Required task: Reproduce the part of the material that opens with the line containing "of the plate" and closes with the line containing "Target: napkin", replacing "beige cardigan" with "cream cardigan" throughout and leaving everything else unchanged.

Source material:

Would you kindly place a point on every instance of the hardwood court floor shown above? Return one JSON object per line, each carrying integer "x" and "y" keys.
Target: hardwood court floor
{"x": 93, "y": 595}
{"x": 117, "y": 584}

==

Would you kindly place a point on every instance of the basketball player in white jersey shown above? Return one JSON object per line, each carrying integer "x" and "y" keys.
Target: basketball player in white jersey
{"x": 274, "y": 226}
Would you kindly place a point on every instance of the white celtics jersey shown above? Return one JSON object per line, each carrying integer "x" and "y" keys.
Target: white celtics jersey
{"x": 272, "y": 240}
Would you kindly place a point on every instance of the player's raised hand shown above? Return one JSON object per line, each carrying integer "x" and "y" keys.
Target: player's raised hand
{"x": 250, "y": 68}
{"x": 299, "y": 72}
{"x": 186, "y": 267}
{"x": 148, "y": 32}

* * *

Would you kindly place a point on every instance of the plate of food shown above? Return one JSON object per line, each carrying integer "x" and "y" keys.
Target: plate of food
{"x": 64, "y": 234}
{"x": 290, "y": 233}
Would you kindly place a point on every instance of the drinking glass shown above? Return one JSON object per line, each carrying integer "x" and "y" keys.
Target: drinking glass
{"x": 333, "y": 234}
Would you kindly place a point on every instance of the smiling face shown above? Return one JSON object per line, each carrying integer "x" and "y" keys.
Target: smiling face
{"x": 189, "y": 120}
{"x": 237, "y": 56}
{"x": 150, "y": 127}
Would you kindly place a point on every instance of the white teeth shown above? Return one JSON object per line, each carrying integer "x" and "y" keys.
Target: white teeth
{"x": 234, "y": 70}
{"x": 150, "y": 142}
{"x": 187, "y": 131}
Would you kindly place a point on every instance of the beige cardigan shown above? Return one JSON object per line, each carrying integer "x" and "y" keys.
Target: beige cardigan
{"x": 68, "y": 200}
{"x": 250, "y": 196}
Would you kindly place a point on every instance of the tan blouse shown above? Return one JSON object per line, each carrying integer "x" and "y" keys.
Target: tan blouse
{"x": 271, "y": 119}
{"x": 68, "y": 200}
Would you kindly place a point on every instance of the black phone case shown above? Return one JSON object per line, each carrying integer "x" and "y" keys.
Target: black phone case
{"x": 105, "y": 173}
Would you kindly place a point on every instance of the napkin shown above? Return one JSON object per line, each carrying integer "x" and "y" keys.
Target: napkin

Solved problem:
Would you kindly place a point on every instance of the plate of food shown above? Return one JSON object per line, each carrying integer "x" and "y" keys.
Target: plate of food
{"x": 64, "y": 234}
{"x": 290, "y": 233}
Would you kindly place a point on every instance of the drinking glass shown above? Return one JSON object per line, each carrying integer "x" and "y" keys.
Target: drinking glass
{"x": 333, "y": 234}
Would you kindly place a point on every instance of the smiling face shown above? Return one JSON object per line, each carrying integer "x" and "y" keys.
Target: smiling face
{"x": 189, "y": 120}
{"x": 237, "y": 56}
{"x": 150, "y": 127}
Would you kindly place a point on every instance of the white teeth shown above? Return one JSON object per line, each carrying integer "x" and "y" keys.
Target: white teeth
{"x": 234, "y": 70}
{"x": 150, "y": 142}
{"x": 187, "y": 131}
Would you kindly place a point on every instance of the cream cardigan shown above? Return one JSON object per line, each carrying integer "x" and "y" keys.
Target: cream cardigan
{"x": 68, "y": 200}
{"x": 250, "y": 196}
Would you kindly place a point on every instance of the tan blouse shown above? Return one JSON object per line, each carrying integer "x" and "y" keys.
Target: tan blouse
{"x": 271, "y": 119}
{"x": 68, "y": 200}
Would you kindly place a point on every instance of the black phone case shown above? Return one JSON object per line, each carrying integer "x" and "y" keys.
Target: black phone case
{"x": 105, "y": 173}
Would you kindly place a point on every instance of the napkin shown above? Return one JSON object per line, each carrying integer "x" and "y" keys.
Target: napkin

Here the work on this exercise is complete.